▶ Task item: Retype every line of the data, keeping each word exactly.

Data items:
#####
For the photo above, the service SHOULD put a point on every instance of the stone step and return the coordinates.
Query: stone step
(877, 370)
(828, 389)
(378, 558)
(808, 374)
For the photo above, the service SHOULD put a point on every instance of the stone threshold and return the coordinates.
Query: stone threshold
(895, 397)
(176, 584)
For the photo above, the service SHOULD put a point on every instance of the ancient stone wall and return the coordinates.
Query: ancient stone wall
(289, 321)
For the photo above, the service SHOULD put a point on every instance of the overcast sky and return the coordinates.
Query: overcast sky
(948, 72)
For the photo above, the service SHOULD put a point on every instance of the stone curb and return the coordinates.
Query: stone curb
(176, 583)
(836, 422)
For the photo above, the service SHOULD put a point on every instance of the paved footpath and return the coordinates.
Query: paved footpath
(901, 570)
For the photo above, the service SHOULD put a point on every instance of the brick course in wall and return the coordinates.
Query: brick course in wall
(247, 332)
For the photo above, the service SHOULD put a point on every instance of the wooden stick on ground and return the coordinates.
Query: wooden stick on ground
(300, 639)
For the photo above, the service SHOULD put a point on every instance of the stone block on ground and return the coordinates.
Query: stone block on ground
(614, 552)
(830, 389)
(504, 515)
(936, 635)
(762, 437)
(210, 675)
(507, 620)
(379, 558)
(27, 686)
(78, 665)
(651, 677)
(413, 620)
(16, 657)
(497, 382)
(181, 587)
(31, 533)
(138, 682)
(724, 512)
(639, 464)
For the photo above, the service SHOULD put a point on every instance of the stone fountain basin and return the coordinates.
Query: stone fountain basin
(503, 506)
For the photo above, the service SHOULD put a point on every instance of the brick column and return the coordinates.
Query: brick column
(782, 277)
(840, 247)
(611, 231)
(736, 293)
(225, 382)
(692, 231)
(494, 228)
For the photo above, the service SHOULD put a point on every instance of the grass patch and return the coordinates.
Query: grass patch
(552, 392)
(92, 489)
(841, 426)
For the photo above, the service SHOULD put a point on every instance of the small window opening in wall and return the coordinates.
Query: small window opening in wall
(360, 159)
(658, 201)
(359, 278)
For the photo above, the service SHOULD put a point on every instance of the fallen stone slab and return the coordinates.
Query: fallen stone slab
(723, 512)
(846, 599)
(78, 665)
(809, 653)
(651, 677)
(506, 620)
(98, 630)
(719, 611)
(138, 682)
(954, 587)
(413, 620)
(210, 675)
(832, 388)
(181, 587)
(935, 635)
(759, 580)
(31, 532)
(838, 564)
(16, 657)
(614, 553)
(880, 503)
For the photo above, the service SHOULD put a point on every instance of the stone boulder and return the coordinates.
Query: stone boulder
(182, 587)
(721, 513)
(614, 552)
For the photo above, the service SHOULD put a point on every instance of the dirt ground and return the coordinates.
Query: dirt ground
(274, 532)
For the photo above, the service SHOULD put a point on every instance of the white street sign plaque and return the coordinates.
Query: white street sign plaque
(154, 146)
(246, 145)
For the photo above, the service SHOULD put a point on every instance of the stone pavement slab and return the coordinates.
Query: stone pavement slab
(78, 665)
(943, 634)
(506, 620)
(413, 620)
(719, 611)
#####
▶ Solved exercise:
For the photo above, the service SHOULD put a point on every instance of the stone step and return the coordinates.
Query: stone step
(877, 370)
(828, 389)
(378, 558)
(808, 374)
For the photo above, the service SHOULD put a point on every instance of the stone threshold and return the coordinates.
Query: stone threshold
(895, 397)
(176, 584)
For the photo above, the service SHOULD put a point on every instance of the ancient stone wall and return the coordinates.
Query: ancient stone wall
(289, 321)
For the photo above, the service SHOULD put a point on every instance of the overcast sky and return the coordinates.
Query: overcast sky
(948, 72)
For the photo above, the service SHOULD put a point on every instance of the stone curb and return the coordinates.
Query: stone curb
(176, 583)
(836, 422)
For the photo above, the service SHOULD put a point on every instance of the paved footpath and return the coordinates.
Query: paved footpath
(901, 570)
For the photo above, the service SHOULD put a point on every instance of the brick course in wall and return the coordinates.
Query: brick course in wall
(247, 332)
For the photo above, the service SHOULD put a point on every instance of the wooden stick on ground and return the coordinates.
Query: wooden stick on ground
(300, 639)
For the photo above, the service SHOULD put a point on every instance of the stone block on ground and return the coordinates.
Query: stone block on ground
(614, 552)
(830, 389)
(504, 515)
(936, 635)
(762, 437)
(210, 675)
(507, 620)
(379, 558)
(27, 686)
(78, 665)
(651, 677)
(413, 620)
(16, 657)
(497, 382)
(181, 587)
(31, 533)
(138, 682)
(724, 512)
(639, 464)
For the photo above, the service SHOULD put a point on every instance of the stone fountain basin and return the coordinates.
Query: stone fountain basin
(503, 506)
For the photo above, the service SHOULD put a point on every instance of the brick column and return the coordinates.
Query: brick column
(782, 277)
(840, 247)
(611, 231)
(736, 293)
(225, 382)
(692, 231)
(494, 228)
For the photo above, the service SHOULD put a point on every instance of the grass patch and return the coordinates.
Query: grass patch
(552, 392)
(92, 489)
(841, 426)
For the photo above, the service SHOULD put a point on every instance of the small window opening in wall and return the coordinates.
Query: small window opening in wall
(360, 159)
(658, 201)
(359, 278)
For the photo above, the service SHOULD put a point on every instance of the fallen stone slab and return the coordinates.
Query: fallen stone slab
(723, 512)
(846, 599)
(78, 665)
(809, 653)
(651, 677)
(506, 620)
(98, 630)
(719, 611)
(138, 682)
(954, 587)
(413, 620)
(210, 675)
(832, 388)
(181, 587)
(935, 635)
(759, 580)
(31, 532)
(838, 564)
(16, 657)
(614, 553)
(880, 503)
For the photo above, the service SHOULD put a point on every instance of the stone boulder and return the coordinates.
Query: stone boulder
(182, 587)
(721, 513)
(614, 552)
For the photo above, the service SHOULD put a point on every instance of the dirt ground and return the coordinates.
Query: dirt ground
(274, 532)
For the photo above, the service SHOULD put a point on every instance of the white street sign plaque and return the coordinates.
Query: white street sign plaque
(154, 146)
(246, 145)
For the photo above, the service SHOULD put a point on every instance of the stone pavement slab and return the coordinates.
Query: stone pavement slab
(78, 665)
(943, 634)
(506, 620)
(413, 620)
(719, 611)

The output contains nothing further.